提示された本文
########################################

ハンドルとハンガーを持って引き起こす場合
転倒した方向にハンドルをいっぱいに切ってハンドルとハンガーを持って、膝と腰の間に車体を密着させ、腕の力を使わず、膝と腰に力を入れて一気に引き起こし体が車体から離れすぎないようにしながら1、2歩近づいて車体を引き起こす。この際、MTの場合はギアを入れておくと車輪が動かず楽に引き起こしができる。
両手でハンドルを持って引き起こす場合
腰をタンクに密着し腰でタンクを持ち上げる。
転倒した方向のハンドルを両手で持って引き起こす場合
ハンドルをいっぱいに切って両手でハンドルを持って一気に引き起こす
右側から引き起こす場合
起こす前にサイドスタンドを出し、起こした後にサイドスタンドによりかからせる。この際ゆっくり慎重に傾ける。

########################################

データセット

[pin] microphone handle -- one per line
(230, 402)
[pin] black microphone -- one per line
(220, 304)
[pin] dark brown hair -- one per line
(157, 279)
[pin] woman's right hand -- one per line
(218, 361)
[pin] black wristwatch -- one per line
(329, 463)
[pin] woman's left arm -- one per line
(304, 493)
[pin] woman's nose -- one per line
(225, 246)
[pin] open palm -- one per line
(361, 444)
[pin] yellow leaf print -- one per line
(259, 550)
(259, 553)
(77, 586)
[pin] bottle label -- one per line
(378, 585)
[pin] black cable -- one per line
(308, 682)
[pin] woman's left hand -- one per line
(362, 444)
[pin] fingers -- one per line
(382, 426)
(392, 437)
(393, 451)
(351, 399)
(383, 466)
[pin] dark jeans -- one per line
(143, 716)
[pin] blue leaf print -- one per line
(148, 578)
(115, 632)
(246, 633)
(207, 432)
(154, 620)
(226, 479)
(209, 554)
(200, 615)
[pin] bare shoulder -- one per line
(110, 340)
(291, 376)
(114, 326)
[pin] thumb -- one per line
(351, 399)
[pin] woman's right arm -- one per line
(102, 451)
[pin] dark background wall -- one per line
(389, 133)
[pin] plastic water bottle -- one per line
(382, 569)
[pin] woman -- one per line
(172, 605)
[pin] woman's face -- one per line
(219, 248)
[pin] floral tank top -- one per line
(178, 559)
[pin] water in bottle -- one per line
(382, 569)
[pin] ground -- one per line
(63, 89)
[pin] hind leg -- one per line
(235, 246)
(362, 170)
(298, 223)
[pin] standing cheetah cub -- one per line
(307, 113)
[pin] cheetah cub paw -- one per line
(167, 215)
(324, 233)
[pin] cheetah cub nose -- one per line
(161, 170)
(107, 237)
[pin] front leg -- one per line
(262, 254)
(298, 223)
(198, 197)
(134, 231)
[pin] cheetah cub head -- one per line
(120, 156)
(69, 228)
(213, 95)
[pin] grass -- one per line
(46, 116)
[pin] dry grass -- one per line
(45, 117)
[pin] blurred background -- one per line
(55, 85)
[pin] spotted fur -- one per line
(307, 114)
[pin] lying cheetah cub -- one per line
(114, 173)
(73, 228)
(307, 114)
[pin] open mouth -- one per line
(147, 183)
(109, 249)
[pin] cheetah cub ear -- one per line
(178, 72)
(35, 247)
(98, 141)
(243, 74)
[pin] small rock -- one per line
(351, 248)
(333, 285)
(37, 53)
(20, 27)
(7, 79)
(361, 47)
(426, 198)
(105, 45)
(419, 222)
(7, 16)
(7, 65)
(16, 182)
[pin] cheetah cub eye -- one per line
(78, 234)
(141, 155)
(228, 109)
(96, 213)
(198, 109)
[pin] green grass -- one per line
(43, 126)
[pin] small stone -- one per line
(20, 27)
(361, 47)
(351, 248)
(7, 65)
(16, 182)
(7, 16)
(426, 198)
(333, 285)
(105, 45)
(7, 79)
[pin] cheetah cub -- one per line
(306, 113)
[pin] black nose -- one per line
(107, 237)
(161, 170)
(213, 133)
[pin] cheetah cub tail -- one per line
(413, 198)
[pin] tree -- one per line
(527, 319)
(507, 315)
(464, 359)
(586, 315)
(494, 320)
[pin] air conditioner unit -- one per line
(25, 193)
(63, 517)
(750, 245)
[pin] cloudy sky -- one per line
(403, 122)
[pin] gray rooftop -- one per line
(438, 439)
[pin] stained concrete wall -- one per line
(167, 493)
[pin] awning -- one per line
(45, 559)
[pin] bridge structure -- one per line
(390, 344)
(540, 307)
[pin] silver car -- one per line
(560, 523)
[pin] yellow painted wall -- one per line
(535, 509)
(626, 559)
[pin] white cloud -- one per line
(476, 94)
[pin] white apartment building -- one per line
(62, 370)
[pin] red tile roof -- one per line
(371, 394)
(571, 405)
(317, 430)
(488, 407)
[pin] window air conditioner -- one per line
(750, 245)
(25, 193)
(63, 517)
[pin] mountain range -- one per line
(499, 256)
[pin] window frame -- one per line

########################################

やること
車体を引き起こす方法として、本文の見出しに示されている場合をすべて書き出してください。 この資料は本文とは関係ありません。

演習の出力
ハンドルとハンガーを持って引き起こす場合
両手でハンドルを持って引き起こす場合
転倒した方向のハンドルを両手で持って引き起こす場合
右側から引き起こす場合